[Task]
Locate every line in the records containing the word "building" with matching case, and copy each such line.

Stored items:
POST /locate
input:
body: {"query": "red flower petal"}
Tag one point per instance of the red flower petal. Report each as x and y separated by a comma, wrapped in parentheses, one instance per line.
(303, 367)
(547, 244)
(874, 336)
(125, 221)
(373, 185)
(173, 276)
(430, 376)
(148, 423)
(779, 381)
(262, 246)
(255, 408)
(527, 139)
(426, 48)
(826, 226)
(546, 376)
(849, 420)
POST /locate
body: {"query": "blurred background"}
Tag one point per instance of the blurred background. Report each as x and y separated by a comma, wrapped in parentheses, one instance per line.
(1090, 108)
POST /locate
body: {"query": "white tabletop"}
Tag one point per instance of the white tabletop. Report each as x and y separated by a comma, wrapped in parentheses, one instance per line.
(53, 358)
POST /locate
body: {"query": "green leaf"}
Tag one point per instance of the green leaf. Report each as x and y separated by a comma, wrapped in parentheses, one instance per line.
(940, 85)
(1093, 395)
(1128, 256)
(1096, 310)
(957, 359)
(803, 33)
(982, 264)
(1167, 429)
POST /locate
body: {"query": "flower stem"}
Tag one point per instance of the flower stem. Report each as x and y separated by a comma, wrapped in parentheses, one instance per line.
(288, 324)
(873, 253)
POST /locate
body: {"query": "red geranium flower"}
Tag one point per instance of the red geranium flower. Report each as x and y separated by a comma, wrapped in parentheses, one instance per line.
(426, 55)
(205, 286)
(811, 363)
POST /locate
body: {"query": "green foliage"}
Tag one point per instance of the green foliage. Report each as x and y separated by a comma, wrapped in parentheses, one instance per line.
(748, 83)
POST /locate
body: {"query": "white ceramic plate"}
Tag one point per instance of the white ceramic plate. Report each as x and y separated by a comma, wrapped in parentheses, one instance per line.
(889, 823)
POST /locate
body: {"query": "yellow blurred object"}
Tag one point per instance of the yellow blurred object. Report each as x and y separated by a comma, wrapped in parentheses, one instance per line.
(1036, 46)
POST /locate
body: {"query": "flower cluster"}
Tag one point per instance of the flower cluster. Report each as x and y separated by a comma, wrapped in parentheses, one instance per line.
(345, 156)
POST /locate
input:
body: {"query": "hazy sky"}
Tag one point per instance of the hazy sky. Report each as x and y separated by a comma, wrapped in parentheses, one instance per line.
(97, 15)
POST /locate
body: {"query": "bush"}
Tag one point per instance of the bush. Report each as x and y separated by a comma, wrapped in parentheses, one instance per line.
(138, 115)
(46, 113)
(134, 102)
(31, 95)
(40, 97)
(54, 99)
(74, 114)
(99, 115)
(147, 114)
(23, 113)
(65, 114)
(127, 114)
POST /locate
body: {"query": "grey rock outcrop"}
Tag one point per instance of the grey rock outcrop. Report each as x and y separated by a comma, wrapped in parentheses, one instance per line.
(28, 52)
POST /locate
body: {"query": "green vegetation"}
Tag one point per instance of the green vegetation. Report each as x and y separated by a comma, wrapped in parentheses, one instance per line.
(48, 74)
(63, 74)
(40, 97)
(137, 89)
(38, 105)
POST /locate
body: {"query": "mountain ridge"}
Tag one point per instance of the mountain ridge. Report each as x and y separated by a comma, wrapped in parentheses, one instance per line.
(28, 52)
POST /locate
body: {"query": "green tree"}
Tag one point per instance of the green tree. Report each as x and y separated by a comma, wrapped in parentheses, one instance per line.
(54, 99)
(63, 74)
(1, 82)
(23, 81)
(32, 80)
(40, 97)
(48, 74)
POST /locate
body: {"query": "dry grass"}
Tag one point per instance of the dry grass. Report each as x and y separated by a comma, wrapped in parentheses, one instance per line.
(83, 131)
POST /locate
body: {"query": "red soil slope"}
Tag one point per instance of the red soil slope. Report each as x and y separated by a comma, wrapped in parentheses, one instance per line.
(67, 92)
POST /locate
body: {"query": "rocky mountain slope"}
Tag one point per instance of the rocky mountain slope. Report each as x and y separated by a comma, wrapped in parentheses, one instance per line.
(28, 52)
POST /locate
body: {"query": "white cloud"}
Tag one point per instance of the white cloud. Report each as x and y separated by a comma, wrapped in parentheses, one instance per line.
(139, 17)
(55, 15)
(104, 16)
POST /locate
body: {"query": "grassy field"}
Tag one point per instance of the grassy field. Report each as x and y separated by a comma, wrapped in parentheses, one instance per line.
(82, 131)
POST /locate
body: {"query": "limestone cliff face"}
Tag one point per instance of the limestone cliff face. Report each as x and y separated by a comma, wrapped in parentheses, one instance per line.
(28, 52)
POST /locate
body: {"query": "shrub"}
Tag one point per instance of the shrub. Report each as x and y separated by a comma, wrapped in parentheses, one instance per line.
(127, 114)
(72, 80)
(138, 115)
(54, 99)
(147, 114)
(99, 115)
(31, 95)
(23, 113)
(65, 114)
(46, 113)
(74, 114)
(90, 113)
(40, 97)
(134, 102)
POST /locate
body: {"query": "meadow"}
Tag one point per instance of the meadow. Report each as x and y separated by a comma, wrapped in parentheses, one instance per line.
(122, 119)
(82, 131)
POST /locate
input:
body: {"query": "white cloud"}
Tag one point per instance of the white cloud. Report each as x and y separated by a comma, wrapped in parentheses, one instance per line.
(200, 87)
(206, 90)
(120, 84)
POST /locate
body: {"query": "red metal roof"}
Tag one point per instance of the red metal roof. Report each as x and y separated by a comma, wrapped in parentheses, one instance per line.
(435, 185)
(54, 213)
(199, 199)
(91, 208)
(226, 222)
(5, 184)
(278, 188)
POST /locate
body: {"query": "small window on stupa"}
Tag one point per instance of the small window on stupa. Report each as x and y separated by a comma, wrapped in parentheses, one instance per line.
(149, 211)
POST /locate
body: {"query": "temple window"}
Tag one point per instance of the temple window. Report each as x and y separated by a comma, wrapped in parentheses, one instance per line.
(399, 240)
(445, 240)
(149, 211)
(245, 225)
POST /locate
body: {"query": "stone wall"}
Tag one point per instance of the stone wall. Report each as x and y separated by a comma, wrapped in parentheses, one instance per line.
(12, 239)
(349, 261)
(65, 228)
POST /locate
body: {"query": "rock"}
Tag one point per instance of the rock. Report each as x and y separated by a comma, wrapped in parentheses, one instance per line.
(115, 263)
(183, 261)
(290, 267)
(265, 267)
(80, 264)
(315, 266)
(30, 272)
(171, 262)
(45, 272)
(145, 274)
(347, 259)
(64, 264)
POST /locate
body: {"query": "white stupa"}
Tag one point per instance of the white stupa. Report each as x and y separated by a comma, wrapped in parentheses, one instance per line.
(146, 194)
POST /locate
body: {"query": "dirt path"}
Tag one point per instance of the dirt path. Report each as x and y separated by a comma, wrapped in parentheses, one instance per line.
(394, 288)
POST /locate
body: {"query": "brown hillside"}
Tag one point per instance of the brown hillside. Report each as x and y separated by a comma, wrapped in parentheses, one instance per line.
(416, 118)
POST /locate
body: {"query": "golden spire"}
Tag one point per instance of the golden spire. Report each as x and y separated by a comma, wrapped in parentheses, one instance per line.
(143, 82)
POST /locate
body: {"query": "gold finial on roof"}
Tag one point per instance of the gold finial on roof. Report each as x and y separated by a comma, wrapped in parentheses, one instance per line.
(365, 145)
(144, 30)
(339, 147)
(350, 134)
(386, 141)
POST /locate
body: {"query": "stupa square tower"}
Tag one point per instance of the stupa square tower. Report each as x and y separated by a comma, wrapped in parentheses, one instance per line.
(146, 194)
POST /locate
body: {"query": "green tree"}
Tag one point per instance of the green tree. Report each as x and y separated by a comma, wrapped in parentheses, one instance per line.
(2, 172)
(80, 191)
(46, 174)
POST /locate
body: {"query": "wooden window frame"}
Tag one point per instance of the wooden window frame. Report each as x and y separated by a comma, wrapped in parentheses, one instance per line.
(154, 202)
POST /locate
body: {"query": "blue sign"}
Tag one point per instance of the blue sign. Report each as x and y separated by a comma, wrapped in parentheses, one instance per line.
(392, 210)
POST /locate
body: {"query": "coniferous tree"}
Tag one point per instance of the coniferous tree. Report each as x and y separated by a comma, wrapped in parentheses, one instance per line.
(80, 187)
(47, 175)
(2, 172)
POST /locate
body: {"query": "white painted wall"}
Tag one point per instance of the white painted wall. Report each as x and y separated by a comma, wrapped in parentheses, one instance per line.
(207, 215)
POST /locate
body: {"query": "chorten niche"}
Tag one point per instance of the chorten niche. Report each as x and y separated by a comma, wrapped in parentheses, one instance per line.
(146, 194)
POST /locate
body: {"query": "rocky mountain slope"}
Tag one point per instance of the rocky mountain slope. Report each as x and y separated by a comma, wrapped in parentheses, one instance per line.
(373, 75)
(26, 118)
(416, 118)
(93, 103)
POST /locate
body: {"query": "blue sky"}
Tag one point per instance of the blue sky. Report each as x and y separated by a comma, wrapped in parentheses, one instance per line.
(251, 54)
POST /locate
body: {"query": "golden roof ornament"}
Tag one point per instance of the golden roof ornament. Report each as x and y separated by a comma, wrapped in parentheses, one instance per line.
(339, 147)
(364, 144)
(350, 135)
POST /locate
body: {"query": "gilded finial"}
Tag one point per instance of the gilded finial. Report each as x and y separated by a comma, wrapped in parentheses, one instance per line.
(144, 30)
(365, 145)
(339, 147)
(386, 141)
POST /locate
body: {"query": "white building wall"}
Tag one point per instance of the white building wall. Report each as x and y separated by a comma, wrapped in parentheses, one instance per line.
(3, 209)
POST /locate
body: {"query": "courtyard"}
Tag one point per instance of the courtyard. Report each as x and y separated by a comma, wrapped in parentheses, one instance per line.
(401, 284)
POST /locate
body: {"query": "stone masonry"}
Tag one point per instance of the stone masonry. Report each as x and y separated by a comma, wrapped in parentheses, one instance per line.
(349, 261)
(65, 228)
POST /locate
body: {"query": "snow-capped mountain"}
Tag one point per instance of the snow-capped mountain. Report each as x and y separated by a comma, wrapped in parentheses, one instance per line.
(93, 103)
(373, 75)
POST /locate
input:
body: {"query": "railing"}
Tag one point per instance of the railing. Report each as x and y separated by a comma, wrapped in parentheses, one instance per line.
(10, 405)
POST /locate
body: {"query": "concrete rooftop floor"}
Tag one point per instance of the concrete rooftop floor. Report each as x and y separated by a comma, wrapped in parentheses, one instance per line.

[In response]
body: {"query": "white building wall"}
Tag one point per instance of the white building wall. Report each as x and y separated by a comma, wrapped in parentheses, one instance per line.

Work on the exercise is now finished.